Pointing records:
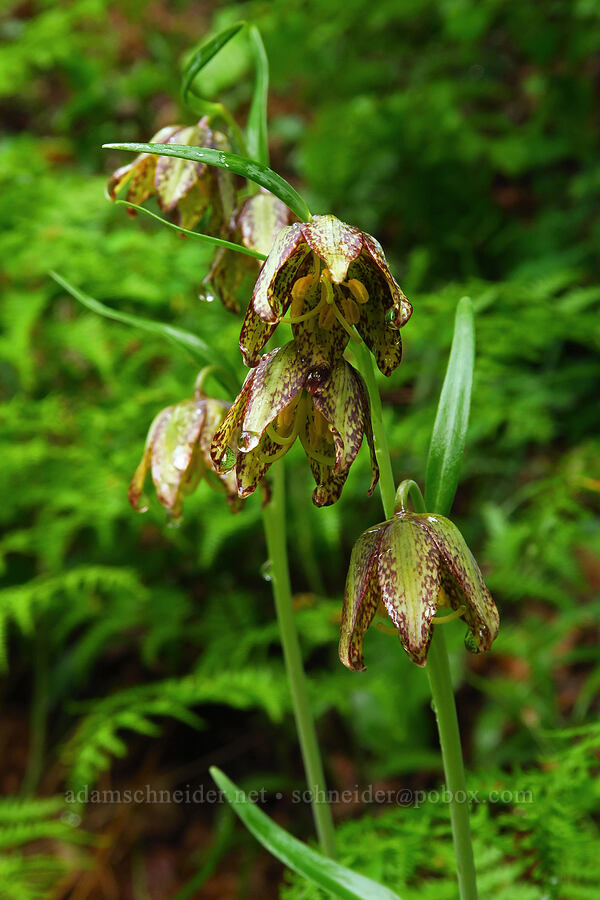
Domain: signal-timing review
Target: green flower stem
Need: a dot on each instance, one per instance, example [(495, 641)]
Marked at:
[(438, 672), (438, 669), (366, 365), (275, 533)]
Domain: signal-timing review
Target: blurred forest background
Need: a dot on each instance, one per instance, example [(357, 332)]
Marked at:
[(464, 135)]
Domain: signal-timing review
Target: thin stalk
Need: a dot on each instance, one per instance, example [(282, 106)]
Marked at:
[(438, 669), (438, 672), (275, 533), (366, 365)]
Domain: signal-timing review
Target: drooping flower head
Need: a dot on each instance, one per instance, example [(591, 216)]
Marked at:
[(185, 190), (286, 397), (256, 226), (414, 564), (332, 277), (177, 453)]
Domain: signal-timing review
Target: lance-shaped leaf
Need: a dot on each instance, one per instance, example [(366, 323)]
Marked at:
[(240, 165), (452, 418), (337, 880), (195, 346), (203, 55)]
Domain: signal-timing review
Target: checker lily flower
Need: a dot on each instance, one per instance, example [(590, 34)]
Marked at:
[(332, 278), (185, 190), (286, 397), (411, 566), (256, 226), (177, 453)]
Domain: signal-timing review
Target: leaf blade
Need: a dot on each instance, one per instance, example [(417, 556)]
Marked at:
[(247, 168), (203, 55), (452, 418), (206, 238), (326, 873), (195, 346), (256, 127)]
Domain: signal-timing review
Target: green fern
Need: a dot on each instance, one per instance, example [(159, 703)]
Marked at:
[(97, 738), (539, 843)]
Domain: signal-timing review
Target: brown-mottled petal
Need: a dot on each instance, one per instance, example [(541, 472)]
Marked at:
[(260, 220), (341, 400), (335, 242), (174, 177), (272, 291), (361, 597), (276, 381), (254, 335), (465, 584), (224, 434), (398, 297), (252, 467), (408, 570)]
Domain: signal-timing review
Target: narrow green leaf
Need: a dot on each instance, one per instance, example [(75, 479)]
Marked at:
[(450, 427), (327, 874), (256, 127), (195, 346), (248, 168), (203, 55), (206, 238)]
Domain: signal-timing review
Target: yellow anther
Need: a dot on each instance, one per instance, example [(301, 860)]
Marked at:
[(299, 291), (327, 317), (350, 310), (358, 290)]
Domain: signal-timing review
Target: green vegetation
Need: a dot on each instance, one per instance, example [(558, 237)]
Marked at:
[(463, 135)]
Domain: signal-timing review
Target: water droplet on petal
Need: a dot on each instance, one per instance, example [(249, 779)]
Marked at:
[(248, 440), (228, 460), (470, 642), (180, 458)]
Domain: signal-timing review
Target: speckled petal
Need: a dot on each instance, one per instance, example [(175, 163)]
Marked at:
[(251, 467), (361, 597), (136, 487), (260, 220), (408, 570), (325, 345), (254, 335), (469, 586), (174, 444), (335, 242), (223, 439), (277, 380), (174, 177), (382, 338), (272, 291), (341, 399), (401, 304)]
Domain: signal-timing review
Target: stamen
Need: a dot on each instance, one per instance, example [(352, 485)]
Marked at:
[(443, 620), (358, 290), (351, 310)]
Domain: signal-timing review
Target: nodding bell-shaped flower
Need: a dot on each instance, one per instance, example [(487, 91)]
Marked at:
[(177, 453), (184, 190), (286, 397), (256, 226), (414, 565), (332, 278)]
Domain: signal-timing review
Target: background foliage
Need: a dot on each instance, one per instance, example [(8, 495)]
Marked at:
[(464, 135)]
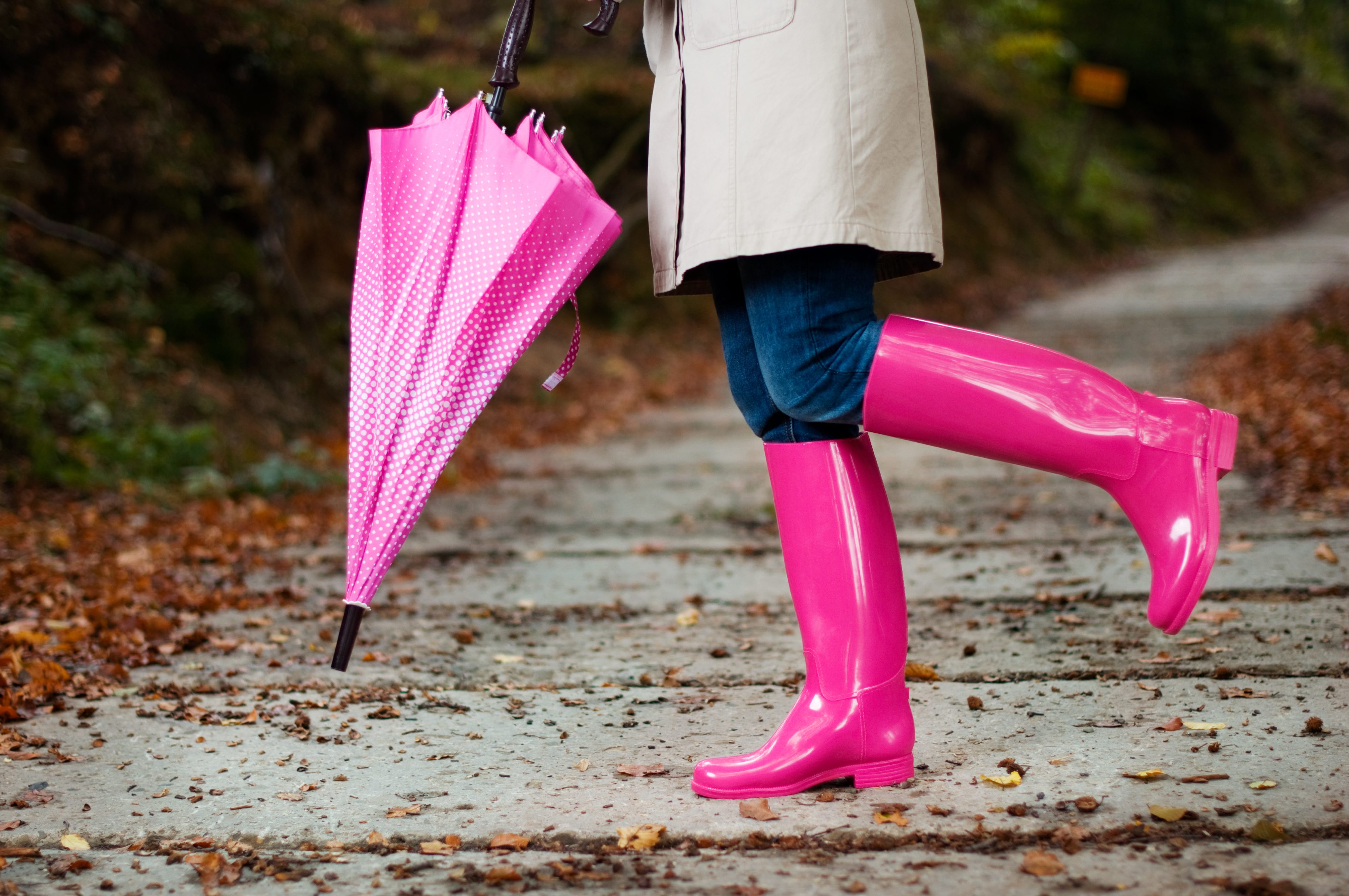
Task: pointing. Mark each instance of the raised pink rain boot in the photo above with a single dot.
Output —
(843, 569)
(983, 395)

Task — Please rewrite all of the lines above with every "signal-timing review" changed to "field photo review" and everything else kept the same. Leave the pictures out of your answer.

The solution —
Domain: field photo review
Target: green flower stem
Need: a dot on each instance, one per instance, example [(495, 641)]
Marked at:
[(438, 672), (438, 669), (366, 365), (275, 533)]
Domain: field photo review
Target: blurred forest background
Need: a dot on each instance, one per instance, example [(357, 332)]
Marked at:
[(464, 135)]
Domain: field photo review
Target: thin stalk
Need: a dot on each instance, one per instance, example [(282, 106)]
Marked at:
[(438, 669), (438, 672), (275, 533), (366, 365)]
Domain: field photo review
Target: drooping flower head
Need: a dot on each instance, one per instance, example [(591, 216)]
Marked at:
[(185, 190), (286, 397), (256, 226), (414, 564), (332, 277), (177, 453)]
Domain: field photo review
Target: lance-shaped leaf
Need: a dot on each instance, one per instance, example [(366, 323)]
Marked at:
[(240, 165), (452, 418), (337, 880), (195, 346), (203, 55)]
Domain: field photo review
Target: checker lily flower
Need: a dot on each instance, one per instance, example [(590, 34)]
Marked at:
[(332, 278), (185, 190), (286, 397), (411, 566), (256, 226), (177, 453)]
Domain: field photo review
Target: leaf blade
Need: a dot on each instance, one per instance, example [(417, 556)]
Marked at:
[(247, 168), (203, 55), (452, 418), (206, 238), (326, 873), (195, 346), (256, 127)]
Domain: field photo review
Target: green fern
Need: a dot on each instance, one per instance, example [(159, 703)]
Marked at:
[(97, 738), (539, 843)]
Domain: field photo review
Target: brown-mottled petal
Need: a dot on each instance, one per instance, example [(541, 472)]
Marked at:
[(260, 220), (341, 400), (335, 242), (174, 177), (272, 291), (361, 597), (276, 381), (254, 335), (465, 584), (224, 434), (398, 297), (252, 467), (408, 570)]
Domain: field photo review
Target: narrow green leaf
Need: a dot on each instance, one per instance, example [(75, 479)]
Marked at:
[(450, 427), (327, 874), (256, 127), (195, 346), (248, 168), (203, 55), (206, 238)]
Domain: field photo review
Target: yellow anther
Need: a dot on each instance, one per instance, example [(301, 860)]
Marked at:
[(299, 291), (327, 317), (350, 310), (358, 290)]
Domain: field photo review
Target: green vegetation
Need: a dot on each instance, one per instance, example [(558, 237)]
Marked at:
[(463, 135)]
Domain: field photo review
Target: water droplet on petal
Need: a dot on each instance, one per instance, example [(249, 779)]
Marked at:
[(248, 440), (228, 460), (470, 642), (180, 458)]
Domain: field photo review
Target: speckled petal
Need: a dot on each instance, one per instance, example [(175, 163)]
Marked at:
[(251, 467), (361, 597), (136, 487), (260, 220), (408, 570), (325, 345), (254, 335), (469, 586), (174, 444), (335, 242), (223, 439), (277, 380), (174, 177), (382, 338), (272, 291), (341, 399), (401, 304)]
Domain: field photo review
Target: stamen
Need: a dot on each instance, one per instance, example [(352, 485)]
Marked at:
[(443, 620), (358, 290), (351, 310)]
Domain: field photo review
Target: nodding bell-shaped flower
Need: a dot on each instance, one per instance, example [(487, 91)]
Marked at:
[(177, 453), (184, 190), (286, 397), (256, 226), (414, 565), (332, 278)]
Domain: field photo review
Target: background foliage
Need: a dot on each instance, one per instance, example [(8, 495)]
Marked at:
[(464, 135)]
Task: pointing. Mark each instance of the raised pink rain boot in the photo above with a single dot.
Output —
(843, 569)
(983, 395)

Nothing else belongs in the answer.